* Task requirements:
A: Reproduce the passage in the drift net fishing article, starting at "Munro handed the" and ending at "for the investigation.".
B: According to the drift net fishing article, why does NOAA work to prevent high-seas drift net fishing? Answer in one to three sentences.
C: List the countries that the drift net fishing article names as NOAA's international partners in the North Pacific.

* Selected excerpt:
Munro handed the vessel’s escort back to port off to Coast Guard Cutter Midgett, which is bringing the Bangun Perkasa to Dutch Harbor where the case will be turned over to the Alaska Region of the National Oceanic and Atmospheric Administration Office of Law Enforcement for the investigation.

“We will conduct a thorough investigation of this case and continue our work to prevent high-seas drift net fishing, which is globally recognized as an indiscriminate fishing practice that kills marine mammals, sea birds, sharks and fish,” said Eric Schwaab, NOAA’s assistant administrator for fisheries. “NOAA’s Office of Law Enforcement in Alaska continues to combat this illegal fishing with the help of Canada, Russia, Japan, China and Korea, our international partners in the North Pacific.”

“This case demonstrates how our cutters and crews allow the United States to maintain constant vigil far from the U.S. mainland,” said Rear Adm. Cari Thomas, the Coast Guard director of response policy. “Our high endurance cutters routinely operate from South America to the Bering Sea. The Munro, and cutters like it, are more than 40 years old and slated for replacement. National Security Cutters that are faster, better equipped, more durable, safer and more efficient than their predecessor, will continue to ensure U.S. interests are protected today and for decades to come.”

* Listed records:
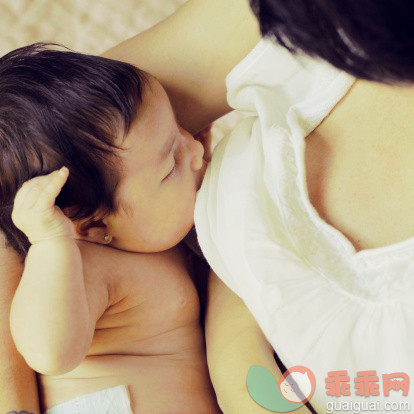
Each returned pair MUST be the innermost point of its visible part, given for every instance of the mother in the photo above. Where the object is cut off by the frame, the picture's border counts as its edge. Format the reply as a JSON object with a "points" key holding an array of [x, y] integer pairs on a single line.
{"points": [[346, 202]]}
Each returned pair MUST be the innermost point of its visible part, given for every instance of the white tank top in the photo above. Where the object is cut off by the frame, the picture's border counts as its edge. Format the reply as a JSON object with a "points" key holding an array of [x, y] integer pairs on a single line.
{"points": [[320, 303]]}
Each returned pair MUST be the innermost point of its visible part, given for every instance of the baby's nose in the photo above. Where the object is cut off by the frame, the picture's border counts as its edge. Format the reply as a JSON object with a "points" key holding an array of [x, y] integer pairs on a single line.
{"points": [[197, 155]]}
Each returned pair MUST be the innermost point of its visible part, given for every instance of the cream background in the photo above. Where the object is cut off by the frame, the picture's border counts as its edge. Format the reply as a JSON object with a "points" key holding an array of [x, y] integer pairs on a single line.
{"points": [[88, 26]]}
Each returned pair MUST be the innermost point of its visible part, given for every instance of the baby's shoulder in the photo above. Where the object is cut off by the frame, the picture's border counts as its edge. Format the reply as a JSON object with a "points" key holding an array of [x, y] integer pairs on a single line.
{"points": [[137, 276]]}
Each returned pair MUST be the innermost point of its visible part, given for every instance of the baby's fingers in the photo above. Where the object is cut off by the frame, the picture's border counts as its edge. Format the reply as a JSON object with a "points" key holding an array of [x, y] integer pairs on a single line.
{"points": [[40, 193]]}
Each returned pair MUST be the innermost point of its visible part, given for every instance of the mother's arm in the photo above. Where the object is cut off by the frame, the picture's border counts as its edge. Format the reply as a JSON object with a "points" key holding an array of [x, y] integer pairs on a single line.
{"points": [[18, 388], [235, 342], [191, 52]]}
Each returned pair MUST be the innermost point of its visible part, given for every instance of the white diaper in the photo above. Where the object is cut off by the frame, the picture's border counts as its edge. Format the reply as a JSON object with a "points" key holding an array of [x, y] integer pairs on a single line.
{"points": [[110, 401]]}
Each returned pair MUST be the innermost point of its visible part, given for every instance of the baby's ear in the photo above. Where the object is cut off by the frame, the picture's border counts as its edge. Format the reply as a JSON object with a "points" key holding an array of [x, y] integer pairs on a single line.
{"points": [[92, 230]]}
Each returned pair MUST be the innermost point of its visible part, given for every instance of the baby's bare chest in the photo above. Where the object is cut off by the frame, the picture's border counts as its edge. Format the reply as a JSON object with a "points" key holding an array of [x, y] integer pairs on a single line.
{"points": [[157, 312]]}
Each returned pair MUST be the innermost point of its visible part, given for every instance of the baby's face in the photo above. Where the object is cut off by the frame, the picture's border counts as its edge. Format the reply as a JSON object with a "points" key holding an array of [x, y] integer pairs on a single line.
{"points": [[162, 169]]}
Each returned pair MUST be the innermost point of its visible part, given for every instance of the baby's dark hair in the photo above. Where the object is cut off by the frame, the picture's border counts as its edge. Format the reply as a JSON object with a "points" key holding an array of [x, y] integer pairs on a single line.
{"points": [[62, 108], [370, 39]]}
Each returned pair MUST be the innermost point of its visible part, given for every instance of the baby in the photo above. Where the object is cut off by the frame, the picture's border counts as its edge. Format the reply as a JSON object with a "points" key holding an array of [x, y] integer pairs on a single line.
{"points": [[109, 329]]}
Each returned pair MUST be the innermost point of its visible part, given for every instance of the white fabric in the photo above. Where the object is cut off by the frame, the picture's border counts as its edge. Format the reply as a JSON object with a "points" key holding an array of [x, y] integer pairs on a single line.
{"points": [[320, 303], [113, 400]]}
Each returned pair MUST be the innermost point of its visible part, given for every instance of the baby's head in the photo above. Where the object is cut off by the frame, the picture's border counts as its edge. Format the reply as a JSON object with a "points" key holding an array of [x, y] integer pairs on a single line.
{"points": [[134, 172]]}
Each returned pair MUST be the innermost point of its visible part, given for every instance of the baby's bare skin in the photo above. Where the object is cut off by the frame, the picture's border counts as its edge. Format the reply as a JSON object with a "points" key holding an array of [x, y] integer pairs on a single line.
{"points": [[149, 337]]}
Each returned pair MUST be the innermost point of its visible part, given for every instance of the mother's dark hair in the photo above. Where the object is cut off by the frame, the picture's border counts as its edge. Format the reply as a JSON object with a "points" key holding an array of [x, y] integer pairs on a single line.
{"points": [[370, 39], [62, 108]]}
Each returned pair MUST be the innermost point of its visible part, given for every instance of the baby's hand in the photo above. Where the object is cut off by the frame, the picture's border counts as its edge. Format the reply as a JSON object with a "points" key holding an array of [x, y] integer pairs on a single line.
{"points": [[35, 212]]}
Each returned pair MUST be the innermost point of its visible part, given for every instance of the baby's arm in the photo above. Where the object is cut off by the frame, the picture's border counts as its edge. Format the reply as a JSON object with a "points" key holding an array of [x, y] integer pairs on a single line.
{"points": [[235, 342], [18, 390], [52, 321]]}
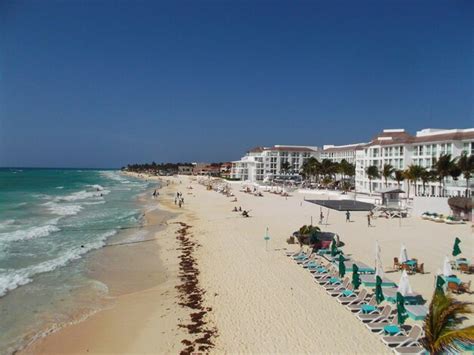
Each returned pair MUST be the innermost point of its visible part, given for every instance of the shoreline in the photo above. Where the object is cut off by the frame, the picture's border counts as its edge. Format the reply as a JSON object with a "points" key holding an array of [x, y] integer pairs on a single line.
{"points": [[128, 279], [261, 300]]}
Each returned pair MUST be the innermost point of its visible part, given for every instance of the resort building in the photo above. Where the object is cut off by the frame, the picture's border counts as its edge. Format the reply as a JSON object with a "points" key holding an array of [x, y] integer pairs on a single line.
{"points": [[185, 169], [340, 152], [267, 163], [400, 149]]}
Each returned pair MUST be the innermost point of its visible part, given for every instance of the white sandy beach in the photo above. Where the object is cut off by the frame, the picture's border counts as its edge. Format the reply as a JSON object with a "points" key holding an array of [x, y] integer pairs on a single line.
{"points": [[261, 300]]}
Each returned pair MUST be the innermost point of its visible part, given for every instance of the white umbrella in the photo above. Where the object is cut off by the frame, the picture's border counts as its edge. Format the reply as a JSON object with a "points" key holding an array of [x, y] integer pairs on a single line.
{"points": [[378, 261], [447, 269], [404, 286], [403, 254]]}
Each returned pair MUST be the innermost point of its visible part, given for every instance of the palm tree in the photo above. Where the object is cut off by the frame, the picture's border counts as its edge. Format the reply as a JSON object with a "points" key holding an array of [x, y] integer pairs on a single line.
{"points": [[466, 165], [425, 176], [285, 167], [442, 334], [372, 173], [443, 168], [399, 177], [408, 175], [387, 172], [415, 172]]}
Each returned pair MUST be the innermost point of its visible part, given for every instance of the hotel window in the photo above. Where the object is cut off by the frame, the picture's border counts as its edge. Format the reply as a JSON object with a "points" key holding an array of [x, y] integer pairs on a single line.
{"points": [[428, 149], [449, 148], [442, 148]]}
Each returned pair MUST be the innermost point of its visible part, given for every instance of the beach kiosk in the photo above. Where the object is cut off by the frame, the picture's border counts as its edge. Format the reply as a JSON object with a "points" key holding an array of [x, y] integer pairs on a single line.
{"points": [[390, 196]]}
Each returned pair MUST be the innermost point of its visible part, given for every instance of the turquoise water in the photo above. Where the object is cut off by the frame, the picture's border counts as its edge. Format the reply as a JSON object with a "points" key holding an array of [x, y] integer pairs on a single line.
{"points": [[49, 221]]}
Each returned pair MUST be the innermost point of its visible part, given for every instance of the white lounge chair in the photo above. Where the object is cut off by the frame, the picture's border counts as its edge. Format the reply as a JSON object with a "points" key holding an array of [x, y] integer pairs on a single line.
{"points": [[356, 305], [372, 318], [402, 340], [359, 298], [378, 327], [414, 349]]}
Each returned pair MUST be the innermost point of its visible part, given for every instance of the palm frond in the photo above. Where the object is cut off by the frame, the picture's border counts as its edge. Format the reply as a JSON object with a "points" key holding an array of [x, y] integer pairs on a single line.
{"points": [[441, 332], [454, 339]]}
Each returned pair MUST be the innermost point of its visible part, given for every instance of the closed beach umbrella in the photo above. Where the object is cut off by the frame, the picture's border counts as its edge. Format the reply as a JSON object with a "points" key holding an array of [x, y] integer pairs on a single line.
{"points": [[456, 249], [403, 254], [378, 290], [404, 287], [342, 266], [401, 311], [355, 276], [333, 248], [447, 269], [440, 284], [378, 261]]}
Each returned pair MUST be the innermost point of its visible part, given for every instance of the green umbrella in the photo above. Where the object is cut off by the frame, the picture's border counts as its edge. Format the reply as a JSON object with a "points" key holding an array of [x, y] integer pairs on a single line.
{"points": [[456, 249], [342, 267], [378, 290], [334, 250], [440, 284], [355, 276], [401, 311]]}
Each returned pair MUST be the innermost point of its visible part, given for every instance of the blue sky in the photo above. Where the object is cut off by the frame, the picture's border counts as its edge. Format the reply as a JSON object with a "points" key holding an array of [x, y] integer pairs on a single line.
{"points": [[106, 83]]}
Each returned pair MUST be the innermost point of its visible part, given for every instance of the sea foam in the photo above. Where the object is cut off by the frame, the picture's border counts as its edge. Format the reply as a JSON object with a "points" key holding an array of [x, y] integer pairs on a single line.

* Exercise answers:
A:
Munro handed the vessel’s escort back to port off to Coast Guard Cutter Midgett, which is bringing the Bangun Perkasa to Dutch Harbor where the case will be turned over to the Alaska Region of the National Oceanic and Atmospheric Administration Office of Law Enforcement for the investigation.

B: NOAA works to prevent high-seas drift net fishing because it is globally recognized as an indiscriminate fishing practice. It kills marine mammals, sea birds, sharks and fish.

C: Canada, Russia, Japan, China, Korea